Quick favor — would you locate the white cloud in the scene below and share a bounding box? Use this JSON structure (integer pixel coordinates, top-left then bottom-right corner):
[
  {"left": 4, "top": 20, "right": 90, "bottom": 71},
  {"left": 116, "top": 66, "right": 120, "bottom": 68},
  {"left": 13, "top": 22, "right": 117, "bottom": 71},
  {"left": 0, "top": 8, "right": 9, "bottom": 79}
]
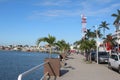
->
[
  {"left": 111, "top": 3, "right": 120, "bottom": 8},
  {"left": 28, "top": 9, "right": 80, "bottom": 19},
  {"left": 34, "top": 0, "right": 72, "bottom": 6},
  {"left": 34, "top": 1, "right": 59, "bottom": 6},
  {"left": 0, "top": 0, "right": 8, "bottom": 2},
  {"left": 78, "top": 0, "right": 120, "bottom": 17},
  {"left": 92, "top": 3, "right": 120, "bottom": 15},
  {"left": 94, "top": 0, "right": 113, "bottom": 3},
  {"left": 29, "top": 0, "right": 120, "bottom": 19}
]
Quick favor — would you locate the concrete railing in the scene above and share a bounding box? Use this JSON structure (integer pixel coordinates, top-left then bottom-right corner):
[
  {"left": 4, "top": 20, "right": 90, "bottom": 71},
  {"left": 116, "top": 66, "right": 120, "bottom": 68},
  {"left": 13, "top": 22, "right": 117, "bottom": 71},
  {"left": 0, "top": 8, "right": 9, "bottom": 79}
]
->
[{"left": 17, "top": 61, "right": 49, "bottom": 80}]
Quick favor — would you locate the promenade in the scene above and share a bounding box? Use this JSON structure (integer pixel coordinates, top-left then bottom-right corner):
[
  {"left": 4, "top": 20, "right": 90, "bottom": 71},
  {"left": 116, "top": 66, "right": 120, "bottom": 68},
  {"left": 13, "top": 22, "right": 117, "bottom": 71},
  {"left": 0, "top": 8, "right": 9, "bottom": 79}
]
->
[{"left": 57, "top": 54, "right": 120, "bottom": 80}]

══════════

# Activity
The preceding entries are to be returned verbatim, with every picture excluded.

# Solution to this exercise
Quick favor — would you locate the white cloud in the scene below and share a bounding box? Use this JSON structure (integer pixel coordinates, top-left then bottom-right corner):
[
  {"left": 4, "top": 20, "right": 90, "bottom": 71},
  {"left": 116, "top": 66, "right": 120, "bottom": 68},
  {"left": 13, "top": 22, "right": 117, "bottom": 71},
  {"left": 0, "top": 8, "right": 9, "bottom": 79}
]
->
[
  {"left": 111, "top": 3, "right": 120, "bottom": 8},
  {"left": 28, "top": 9, "right": 80, "bottom": 19},
  {"left": 34, "top": 0, "right": 72, "bottom": 6},
  {"left": 34, "top": 1, "right": 59, "bottom": 6},
  {"left": 0, "top": 0, "right": 8, "bottom": 2},
  {"left": 78, "top": 0, "right": 120, "bottom": 17},
  {"left": 92, "top": 3, "right": 120, "bottom": 15},
  {"left": 94, "top": 0, "right": 113, "bottom": 3},
  {"left": 29, "top": 0, "right": 120, "bottom": 19}
]
Quick favor — would you locate the concrete railing in the scene above and share a bounding box? Use this JSON structure (integer pixel coordinates, top-left then bottom-right corner):
[
  {"left": 4, "top": 20, "right": 90, "bottom": 71},
  {"left": 116, "top": 66, "right": 120, "bottom": 68},
  {"left": 13, "top": 22, "right": 117, "bottom": 71},
  {"left": 0, "top": 8, "right": 9, "bottom": 79}
]
->
[{"left": 17, "top": 61, "right": 49, "bottom": 80}]
Quick favor — would you locate the promenade in the scene above and share a bounding box? Use this JSON structure (integer pixel coordinates, top-left then bottom-right corner):
[
  {"left": 4, "top": 20, "right": 90, "bottom": 71},
  {"left": 116, "top": 66, "right": 120, "bottom": 68},
  {"left": 13, "top": 22, "right": 117, "bottom": 71},
  {"left": 0, "top": 8, "right": 9, "bottom": 79}
]
->
[{"left": 57, "top": 54, "right": 120, "bottom": 80}]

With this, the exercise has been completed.